## TESTO ESTRATTO:
^^^^

Elise e Didier non sono una coppia come ce ne sono tante. Lei è una tatuatrice nel Belgio di metà anni Novanta, lui suona il banjo e canta in una band bluegrass. Si conoscono e si innamorano in fretta. Vanno a vivere insieme in una casa nella campagna belga che prova a essere Tennesse, con gli spazi grandi e i cavalli al pascolo. Lei rimane incinta e diventano una famiglia, con la piccola Maybelle che cresce circondata dall’amore dei suoi genitori e di tutti i musicisti sgangherati e improbabili che girano lì intorno. Poi però arriva la malattia, della bambina, la peggiore, e il legame che unisce Elise e Didier vacilla prima, per poi crollare.

Il titolo originale di Alabama Monroe – Una storia d’amore è The Broken Circle Breakdown (che rimanda, ribaltandone il senso, a un classico della musica folk inciso anche da Johnny Cash, “Will the Circle Be Unbroken”, che viene cantato più volte durante il film), traducibile come “il collasso del circolo spezzato”. Il circolo è la famiglia formata da Elise, Didier e Maybelle, la rottura è la malattia, il collasso le conseguenze. La scelta del titolo dei distributori italiani (c’è una ragione che si rivela nell’ultima parte, per Alabama Monroe) sposta l’attenzione dal nucleo completo alla sola dinamica di coppia. Non che un film possa risentire dei nomi della distribuzione, ma si perde un po’ di lirismo – prassi comune nella scelta dei titoli – e di aderenza alle dinamiche. Non è solo una storia d’amore, quella di Elise e Didier, è una storia di diversità serena, di anomali in un piccolo mondo di anomali autosufficienti che si ritrova a doversi scontrare con una realtà altra, ed esterna, fatta di letti di ospedale e terapie invasive.

Probabilmente se c’è qualcosa di peggio di perdere un figlio per dei genitori è perderlo ancora bambino vedendolo sparire giorno dopo giorno, aggrappandosi a speranze che non si vogliono credere come illusorie. È un dolore scolpito nell’alabastro. Elise e Didier affrontano la malattia della bambina senza mettere in discussione il loro stile di vita. Soprattutto Didier non cede al conforto della religione, o comunque di una trascendenza rassicurante, neanche di fronte alla disperazione della figlia di fronte a un uccello morto. Eppure è un conforto credere che qualcuno perso possa tornare in un’altra forma, o diventare una stella da guardare la notte.

^^^^

## RECORD FORNITI:

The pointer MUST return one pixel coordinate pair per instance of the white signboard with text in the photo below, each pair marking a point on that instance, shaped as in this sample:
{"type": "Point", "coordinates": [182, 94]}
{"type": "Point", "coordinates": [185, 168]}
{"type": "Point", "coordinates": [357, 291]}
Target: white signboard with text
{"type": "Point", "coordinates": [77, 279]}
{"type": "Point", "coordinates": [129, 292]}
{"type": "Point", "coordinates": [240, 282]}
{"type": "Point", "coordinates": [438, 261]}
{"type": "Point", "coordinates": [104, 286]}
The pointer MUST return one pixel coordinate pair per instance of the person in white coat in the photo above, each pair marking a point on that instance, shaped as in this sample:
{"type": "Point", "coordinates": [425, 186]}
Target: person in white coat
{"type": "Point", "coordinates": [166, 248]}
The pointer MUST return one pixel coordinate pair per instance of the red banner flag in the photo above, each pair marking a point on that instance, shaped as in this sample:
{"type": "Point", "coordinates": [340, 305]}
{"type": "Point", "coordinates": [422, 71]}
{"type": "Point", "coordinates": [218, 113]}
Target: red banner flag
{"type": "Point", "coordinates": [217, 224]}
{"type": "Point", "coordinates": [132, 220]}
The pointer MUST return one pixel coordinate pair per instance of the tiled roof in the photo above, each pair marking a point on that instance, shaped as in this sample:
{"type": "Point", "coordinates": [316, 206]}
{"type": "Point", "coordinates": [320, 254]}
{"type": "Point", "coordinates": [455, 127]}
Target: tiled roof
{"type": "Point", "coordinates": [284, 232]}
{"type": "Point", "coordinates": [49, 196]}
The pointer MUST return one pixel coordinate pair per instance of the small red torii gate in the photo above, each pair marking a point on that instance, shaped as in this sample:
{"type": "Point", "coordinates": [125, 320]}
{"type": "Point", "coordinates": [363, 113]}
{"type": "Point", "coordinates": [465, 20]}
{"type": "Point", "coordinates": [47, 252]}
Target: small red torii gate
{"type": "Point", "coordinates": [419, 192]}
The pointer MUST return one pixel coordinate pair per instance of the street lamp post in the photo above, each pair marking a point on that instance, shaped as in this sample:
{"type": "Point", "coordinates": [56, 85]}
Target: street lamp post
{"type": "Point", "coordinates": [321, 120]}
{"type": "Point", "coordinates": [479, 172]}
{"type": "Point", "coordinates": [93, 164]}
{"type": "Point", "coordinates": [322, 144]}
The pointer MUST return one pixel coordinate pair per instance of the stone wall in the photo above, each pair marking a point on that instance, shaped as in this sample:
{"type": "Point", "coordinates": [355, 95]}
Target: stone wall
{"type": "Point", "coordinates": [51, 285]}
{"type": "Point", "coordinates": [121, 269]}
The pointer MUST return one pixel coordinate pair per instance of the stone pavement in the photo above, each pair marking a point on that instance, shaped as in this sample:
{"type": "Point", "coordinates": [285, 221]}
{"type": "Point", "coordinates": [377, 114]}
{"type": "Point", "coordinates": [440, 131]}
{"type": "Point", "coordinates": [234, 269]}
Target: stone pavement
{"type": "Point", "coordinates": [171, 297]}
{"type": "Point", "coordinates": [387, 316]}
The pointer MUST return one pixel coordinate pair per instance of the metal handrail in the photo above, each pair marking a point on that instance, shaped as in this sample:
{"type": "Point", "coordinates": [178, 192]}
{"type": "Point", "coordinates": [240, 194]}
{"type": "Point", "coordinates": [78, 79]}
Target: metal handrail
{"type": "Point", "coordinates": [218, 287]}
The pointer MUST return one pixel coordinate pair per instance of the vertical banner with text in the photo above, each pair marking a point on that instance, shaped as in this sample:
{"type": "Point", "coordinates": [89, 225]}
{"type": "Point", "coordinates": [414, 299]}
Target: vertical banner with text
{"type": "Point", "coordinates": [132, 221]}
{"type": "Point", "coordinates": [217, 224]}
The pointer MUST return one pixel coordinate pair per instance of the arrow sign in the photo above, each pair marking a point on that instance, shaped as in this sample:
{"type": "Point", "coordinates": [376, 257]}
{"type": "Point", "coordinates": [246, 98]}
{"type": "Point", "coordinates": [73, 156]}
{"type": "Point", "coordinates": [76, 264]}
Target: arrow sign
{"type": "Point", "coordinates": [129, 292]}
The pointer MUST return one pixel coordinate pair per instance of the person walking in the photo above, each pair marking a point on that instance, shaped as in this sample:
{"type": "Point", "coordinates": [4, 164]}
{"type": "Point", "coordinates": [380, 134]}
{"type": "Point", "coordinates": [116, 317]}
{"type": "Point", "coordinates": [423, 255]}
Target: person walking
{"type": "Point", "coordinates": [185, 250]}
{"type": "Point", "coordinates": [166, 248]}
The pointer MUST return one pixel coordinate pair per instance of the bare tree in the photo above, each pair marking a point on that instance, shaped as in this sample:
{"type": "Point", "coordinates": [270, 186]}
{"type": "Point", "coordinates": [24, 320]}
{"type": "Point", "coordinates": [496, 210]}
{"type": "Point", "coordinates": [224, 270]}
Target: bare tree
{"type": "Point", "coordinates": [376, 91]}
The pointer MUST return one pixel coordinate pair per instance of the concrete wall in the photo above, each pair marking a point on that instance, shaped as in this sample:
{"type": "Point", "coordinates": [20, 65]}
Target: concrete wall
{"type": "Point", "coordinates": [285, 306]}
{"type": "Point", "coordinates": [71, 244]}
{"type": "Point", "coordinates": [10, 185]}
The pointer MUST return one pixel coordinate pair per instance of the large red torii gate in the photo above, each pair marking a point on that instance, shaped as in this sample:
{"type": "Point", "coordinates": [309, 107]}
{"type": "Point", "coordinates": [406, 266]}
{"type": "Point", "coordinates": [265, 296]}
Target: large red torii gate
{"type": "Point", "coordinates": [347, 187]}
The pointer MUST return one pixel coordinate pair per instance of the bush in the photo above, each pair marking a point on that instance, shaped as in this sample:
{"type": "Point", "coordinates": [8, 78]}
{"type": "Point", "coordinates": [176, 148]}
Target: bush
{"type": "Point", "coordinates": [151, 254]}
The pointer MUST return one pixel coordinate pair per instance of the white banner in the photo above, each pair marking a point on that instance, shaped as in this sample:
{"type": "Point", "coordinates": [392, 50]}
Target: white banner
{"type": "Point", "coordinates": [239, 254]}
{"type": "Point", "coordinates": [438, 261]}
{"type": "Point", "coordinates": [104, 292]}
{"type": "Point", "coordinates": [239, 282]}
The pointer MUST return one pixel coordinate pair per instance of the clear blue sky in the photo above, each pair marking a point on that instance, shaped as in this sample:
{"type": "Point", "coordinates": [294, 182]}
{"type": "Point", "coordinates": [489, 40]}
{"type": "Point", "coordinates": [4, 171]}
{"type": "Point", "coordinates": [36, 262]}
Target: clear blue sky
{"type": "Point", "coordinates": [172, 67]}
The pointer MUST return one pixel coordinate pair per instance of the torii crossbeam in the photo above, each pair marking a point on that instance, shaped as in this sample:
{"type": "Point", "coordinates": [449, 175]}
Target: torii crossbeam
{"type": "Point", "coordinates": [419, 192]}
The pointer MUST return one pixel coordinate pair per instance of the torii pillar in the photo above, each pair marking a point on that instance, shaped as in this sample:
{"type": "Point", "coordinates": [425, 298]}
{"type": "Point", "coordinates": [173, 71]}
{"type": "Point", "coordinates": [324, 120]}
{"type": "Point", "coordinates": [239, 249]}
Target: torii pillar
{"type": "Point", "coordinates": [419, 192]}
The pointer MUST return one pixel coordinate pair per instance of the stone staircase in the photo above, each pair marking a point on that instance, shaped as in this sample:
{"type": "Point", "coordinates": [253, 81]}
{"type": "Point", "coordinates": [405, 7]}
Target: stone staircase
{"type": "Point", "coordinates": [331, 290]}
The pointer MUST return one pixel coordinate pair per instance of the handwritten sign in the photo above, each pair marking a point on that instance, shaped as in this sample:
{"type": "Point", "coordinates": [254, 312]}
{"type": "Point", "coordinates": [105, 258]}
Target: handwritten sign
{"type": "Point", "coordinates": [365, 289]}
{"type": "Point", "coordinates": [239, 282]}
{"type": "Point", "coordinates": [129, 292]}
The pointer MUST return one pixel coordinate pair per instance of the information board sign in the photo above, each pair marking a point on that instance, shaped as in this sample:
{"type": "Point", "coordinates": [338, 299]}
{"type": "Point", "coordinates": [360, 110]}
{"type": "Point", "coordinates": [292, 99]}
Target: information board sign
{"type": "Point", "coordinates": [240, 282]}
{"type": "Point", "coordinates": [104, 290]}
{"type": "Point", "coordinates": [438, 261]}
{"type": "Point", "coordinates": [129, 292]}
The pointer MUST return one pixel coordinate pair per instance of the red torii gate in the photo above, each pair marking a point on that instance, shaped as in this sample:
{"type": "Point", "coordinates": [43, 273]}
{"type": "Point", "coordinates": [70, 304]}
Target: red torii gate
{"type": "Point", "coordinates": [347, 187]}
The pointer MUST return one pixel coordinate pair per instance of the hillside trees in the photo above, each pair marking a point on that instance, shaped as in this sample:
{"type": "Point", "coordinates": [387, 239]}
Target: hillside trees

^^^^

## COSA FARAI:
1. Elenca tutte le persone e tutti i personaggi chiamati per nome nel testo sul film.
2. Estrai per favore dal testo sul film, senza cambiare nulla, tutto ciò che va da "Elise e Didier non" giù fino a "per poi crollare.".
3. Prosegui il testo sul film scrivendo ciò che viene dopo la sua ultima frase.

## RISPOSTE NUMERATE:
1. Elise, Didier, Maybelle, Johnny Cash

2.
Elise e Didier non sono una coppia come ce ne sono tante. Lei è una tatuatrice nel Belgio di metà anni Novanta, lui suona il banjo e canta in una band bluegrass. Si conoscono e si innamorano in fretta. Vanno a vivere insieme in una casa nella campagna belga che prova a essere Tennesse, con gli spazi grandi e i cavalli al pascolo. Lei rimane incinta e diventano una famiglia, con la piccola Maybelle che cresce circondata dall’amore dei suoi genitori e di tutti i musicisti sgangherati e improbabili che girano lì intorno. Poi però arriva la malattia, della bambina, la peggiore, e il legame che unisce Elise e Didier vacilla prima, per poi crollare.

3.
Mentre Didier cerca colpe in chi non può averne, guardando agli Stati Uniti di Bush che bloccano la ricerca delle staminali, dimenticando che in Belgio è invece terapia comune, provata anche con Maybelle, e perdendo il mito della terra di libertà oltreoceano, Elise crolla in se stessa. La casa, rifugio da un mondo non appartenuto, diventa una disperata prigione di convivenza, i nomi con cui si è soliti essere chiamati delle condanne, i tatuaggi che accumula sulla pelle come mappa della sua vita il segno indelebile di qualcosa che non può più essere.

Puntellato da splendide canzoni country folk eseguite dagli stessi attori che dividono i momenti e gli episodi quasi per capitoli, Alabama Monroe è una storia di amore distrutto che non cede a facili retoriche del dolore e mostra invece l’umanità carnale e irrazionale della perdita e della sofferenza.

Felix Van Groeningen accompagna lo spettatore all’interno della vita dei suoi protagonisti fissando due estremi: l’inizio della conoscenza nel 1997 e l’inizio della malattia del 2006, poi si muove avanti e indietro nel tempo perlustrando la loro storia.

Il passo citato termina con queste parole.